== Bagian Teks

Seorang ayah menemukan sepucuk surat di bawah bantal
anaknya sehari setelah anak laki-lakinya memutuskan untuk pergi dari rumah.
Sang ayah menyadari bahwa kondisi rumah memang telah membuat anak laki-lakinya tersebut
kecewa. Dalam sepucuk surat tersebut sangat terlihat bagaimana si anak
menyesali keberadaannya di rumah.
Ayah, aku harus pergi. Aku pergi karena aku melihat
betapa menyedihkannya keluarga kita. Sampai saat ini aku tidak mengerti mengapa
Ibu meninggalkanku di saat aku membutuhkannya di sisiku. Aku juga belum
mengerti, mengapa aku selalu dijauhi teman-teman saat mereka mengetahui bahwa
ayah adalah seorang pengurus kebun sekolah. Aku juga masih terus mencari
jawaban, mengapa aku selalu menjadi begitu gelisah akan hidupku di saat aku
tahu bahwa aku tidak akan bisa melanjutkan pendidikanku sampai universitas. Ah,
aku menjadi sangat bingung ayah! Aku berjanji akan kembali saat aku telah
menemukan jawaban-jawaban akan kegelisahanku tersebut.

====

## Permintaan Tertulis 1
Menurut cerita tentang surat sang anak, di mana sang ayah menemukan surat itu?
## Permintaan Tertulis 2
Lanjutkan cerita tentang surat sang anak mulai setelah kalimat terakhirnya.
Baris-baris data ini diambil dari sumber yang berbeda.

== Daftar Baris

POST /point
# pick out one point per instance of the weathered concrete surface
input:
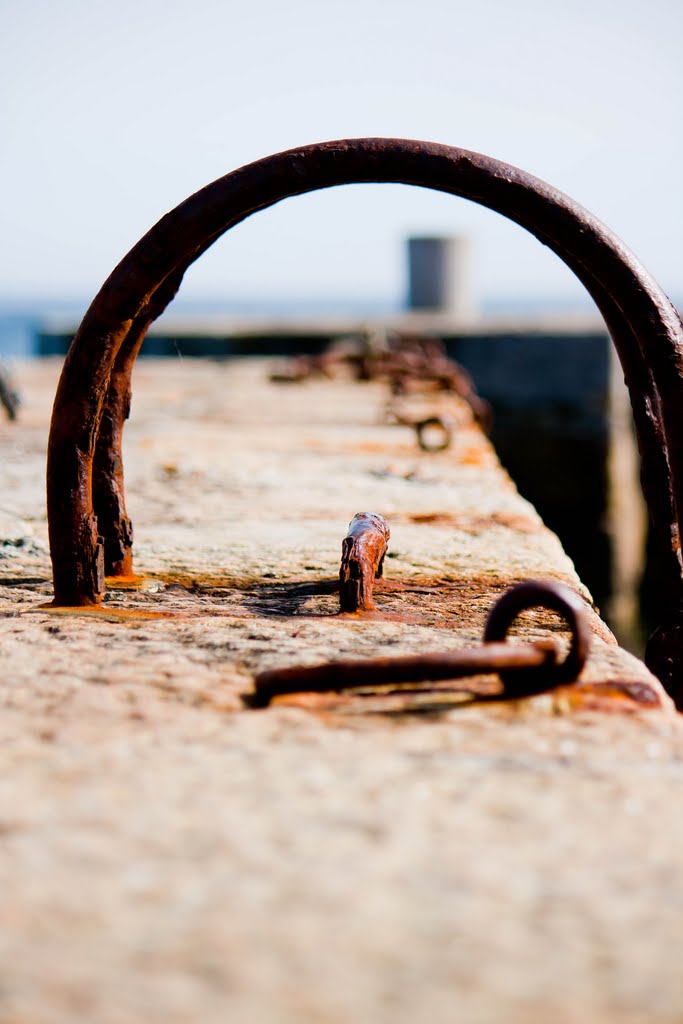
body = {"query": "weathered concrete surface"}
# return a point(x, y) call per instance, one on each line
point(167, 854)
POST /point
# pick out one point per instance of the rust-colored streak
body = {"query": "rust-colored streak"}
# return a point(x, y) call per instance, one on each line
point(364, 549)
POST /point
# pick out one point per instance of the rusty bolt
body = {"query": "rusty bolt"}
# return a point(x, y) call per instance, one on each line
point(364, 549)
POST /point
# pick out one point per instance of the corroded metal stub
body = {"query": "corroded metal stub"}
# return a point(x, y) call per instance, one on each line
point(364, 549)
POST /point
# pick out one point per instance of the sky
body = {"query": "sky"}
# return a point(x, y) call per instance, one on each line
point(111, 114)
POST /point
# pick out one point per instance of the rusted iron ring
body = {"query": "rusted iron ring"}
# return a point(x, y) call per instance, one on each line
point(524, 669)
point(434, 433)
point(556, 597)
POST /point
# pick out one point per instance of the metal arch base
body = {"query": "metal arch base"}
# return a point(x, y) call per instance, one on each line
point(85, 492)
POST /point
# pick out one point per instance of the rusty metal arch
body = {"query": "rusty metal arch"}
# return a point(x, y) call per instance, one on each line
point(86, 508)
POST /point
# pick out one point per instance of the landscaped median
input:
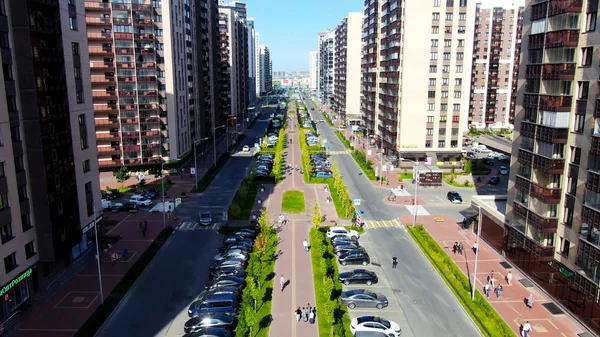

====

## Keluaran yang Diharapkan 1
Di bawah bantal anaknya.

## Keluaran yang Diharapkan 2
Sebagai manusia yang hidup di dunia, tentu kita pernah
mengalami kegelisahan seperti yang
dialami anak laki-laki di atas. Meskipun keputusan-keputusan yang kita ambil
berbeda dalam menjawabnya, kegelisahan tersebut selalu mengantarkan kita pada
pertanyaan-pertanyaan tentang tujuan dan keberadaan kita di dunia ini.
Mungkin, jenis-jenis pertanyaan ini pernah bergelayut dalam benak kita: “Apa
tujuan hidupku di dunia? Mengapa aku hidup di keluarga seperti ini? Mengapa aku
mendapatkan pekerjaan seperti ini? Mengapa aku harus menjadi mahasiswa di
jurusan yang tidak aku kehendaki seperti ini?” – dan tentunya masih banyak lagi dan begitu personal.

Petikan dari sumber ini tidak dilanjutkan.